Excerpt from a dataset
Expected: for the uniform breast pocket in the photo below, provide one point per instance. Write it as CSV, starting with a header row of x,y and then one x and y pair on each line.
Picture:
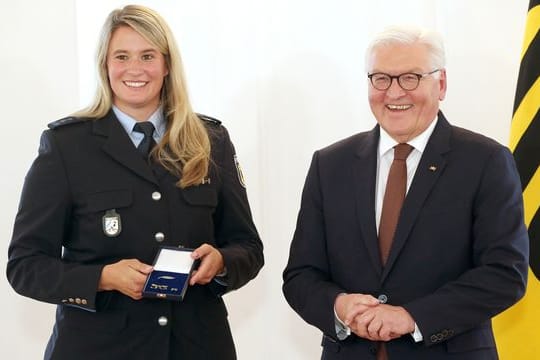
x,y
102,212
196,215
200,196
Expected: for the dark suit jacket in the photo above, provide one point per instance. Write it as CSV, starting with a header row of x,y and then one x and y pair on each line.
x,y
459,256
88,167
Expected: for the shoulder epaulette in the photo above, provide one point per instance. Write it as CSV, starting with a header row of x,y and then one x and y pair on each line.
x,y
209,119
65,121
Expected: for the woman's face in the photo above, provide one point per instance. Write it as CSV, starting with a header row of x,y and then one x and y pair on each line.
x,y
136,71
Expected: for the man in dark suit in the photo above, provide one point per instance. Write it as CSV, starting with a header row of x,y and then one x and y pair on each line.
x,y
415,276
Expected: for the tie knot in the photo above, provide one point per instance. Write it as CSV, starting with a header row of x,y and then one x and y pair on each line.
x,y
145,127
401,151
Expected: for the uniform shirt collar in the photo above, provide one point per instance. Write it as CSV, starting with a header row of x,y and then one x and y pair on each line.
x,y
157,119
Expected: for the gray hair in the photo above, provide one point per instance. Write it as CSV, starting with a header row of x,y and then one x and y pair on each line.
x,y
408,35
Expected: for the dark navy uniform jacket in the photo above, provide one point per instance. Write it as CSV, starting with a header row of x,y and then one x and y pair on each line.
x,y
459,255
87,168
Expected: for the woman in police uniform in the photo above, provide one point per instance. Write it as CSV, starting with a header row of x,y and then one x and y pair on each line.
x,y
94,210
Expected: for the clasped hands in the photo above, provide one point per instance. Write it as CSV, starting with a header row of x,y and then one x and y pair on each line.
x,y
369,319
128,276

▶ Stated exercise
Copy the material exactly. Do not include the pictures.

▶ Task answer
Expected: for the uniform breast pocket in the photo below, provide one point per instance. Write it as CSV, starting with a header row of x,y and then one x and y pair on each line.
Picture:
x,y
102,212
196,215
200,196
Expected: for the dark suit jacket in the photo above, provide one point per instance. Write it as CSV, starting with a header row of x,y and then one x and y pair on each line.
x,y
459,256
88,167
Expected: for the shoulder epaulette in the photo above, provide one point per instance. Write it as CSV, starting with a header row of x,y and then one x and y pair on each line.
x,y
209,119
65,121
Expected: for the woman's face in the photo above, provide one point per instance. Write it as CSV, starting with a header row of x,y and then one x and y pair on each line.
x,y
136,71
Expected: for the man in dark suit in the photo above, provide one point per instance. Write it as CSV, starting with a header row of x,y and then one x and y pair on each line.
x,y
415,276
Expected: for the tie knot in the photo above, provide one point per instance. Write it as CSV, starting with a header row of x,y and then one x and y pair on each line.
x,y
145,127
401,151
Expected: for the uniform shirt collar in the photo above, provide one point per instance. Write it as CSV, starting with a header row of x,y and then one x and y pair on each line.
x,y
157,119
Expected: for the gray hair in the photo above, provide one point per instance. Write it as CSV, starting with a header row of x,y and then one x and y pair on each line.
x,y
408,35
Expected: for the dark navy uniform jacket in the photo above, provide one point per instance. Write it as CSV, starting with a header row of x,y and then one x and y pair on each line.
x,y
459,255
87,168
Expected: for the woman in police uniform in the photo above, provide one point per instance. Write it as CSV, starting with a header row of x,y and then one x and y pair on each line.
x,y
94,210
Expected: for the clasped hands in the photo above, provide one point per instance. Write it as CSV, starting with a header row of x,y and then one x and y pair on each line.
x,y
369,319
128,276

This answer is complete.